Com uma prosa ora artística, ora técnica, Os Sertões é um livro-reportagem que se destaca não apenas por acompanhar a luta de Conselheiro e seus seguidores, mas também a dura batalha dos homens contra a seca e a miséria no sertão. Um verdadeiro tratado antropológico e político de um Brasil que, de certo modo, continua existindo.

Os Sertões: como não incluir o clássico de Eclides da Cunha na lista dos 5 livros brasileiros que todo jornalista deveria ler?
A Alma Encantadora das Ruas (1908)
A crônica social brasileira não seria a mesma sem Paulo Barreto (1881-1921), conhecido pelo pseudônimo João do Rio. Este livro reúne textos publicados na imprensa carioca entre 1904 e 1907, na qual o jornalista percorre as ruas do Rio de Janeiro para reter a “cosmópolis num caleidoscópio”. Leves e bem-humoradas, as crônicas retratam a Cidade Maravilhosa em plena ebulição, enquanto se consolidava como a capital federal do Brasil.

- Registros fornecidos:
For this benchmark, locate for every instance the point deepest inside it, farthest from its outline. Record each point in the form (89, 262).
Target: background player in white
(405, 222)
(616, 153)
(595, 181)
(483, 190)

--

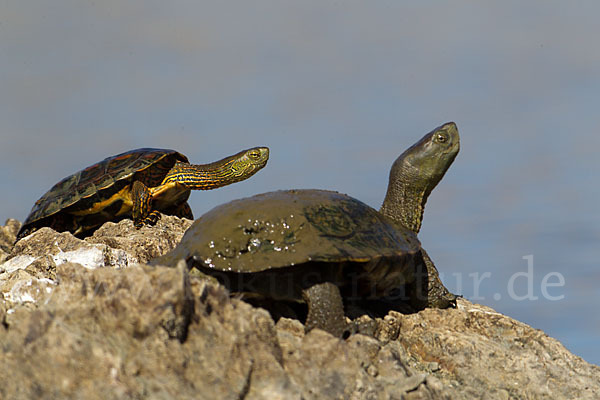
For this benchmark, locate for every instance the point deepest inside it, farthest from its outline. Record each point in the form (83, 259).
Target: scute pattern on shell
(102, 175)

--

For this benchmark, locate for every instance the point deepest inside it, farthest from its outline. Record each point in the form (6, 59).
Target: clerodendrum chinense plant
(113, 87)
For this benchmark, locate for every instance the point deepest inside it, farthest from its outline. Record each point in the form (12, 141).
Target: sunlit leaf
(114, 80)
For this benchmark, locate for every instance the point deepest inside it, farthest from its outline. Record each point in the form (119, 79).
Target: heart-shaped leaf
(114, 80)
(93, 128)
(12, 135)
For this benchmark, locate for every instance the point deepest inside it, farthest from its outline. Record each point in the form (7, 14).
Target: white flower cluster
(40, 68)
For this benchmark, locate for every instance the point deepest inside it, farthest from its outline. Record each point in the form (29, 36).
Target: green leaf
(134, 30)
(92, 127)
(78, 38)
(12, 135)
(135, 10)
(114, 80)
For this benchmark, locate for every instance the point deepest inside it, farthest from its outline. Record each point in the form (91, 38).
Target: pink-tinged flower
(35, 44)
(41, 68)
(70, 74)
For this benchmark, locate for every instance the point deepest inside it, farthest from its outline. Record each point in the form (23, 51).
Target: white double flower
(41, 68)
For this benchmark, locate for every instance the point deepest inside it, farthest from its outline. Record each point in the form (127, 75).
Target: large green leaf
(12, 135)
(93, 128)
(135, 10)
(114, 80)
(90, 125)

- O que fazer: Transcreva fielmente a parte do trecho selecionado que vai de "A crônica social" até "federal do Brasil.", inclusive.

- Resposta do exercício:
A crônica social brasileira não seria a mesma sem Paulo Barreto (1881-1921), conhecido pelo pseudônimo João do Rio. Este livro reúne textos publicados na imprensa carioca entre 1904 e 1907, na qual o jornalista percorre as ruas do Rio de Janeiro para reter a “cosmópolis num caleidoscópio”. Leves e bem-humoradas, as crônicas retratam a Cidade Maravilhosa em plena ebulição, enquanto se consolidava como a capital federal do Brasil.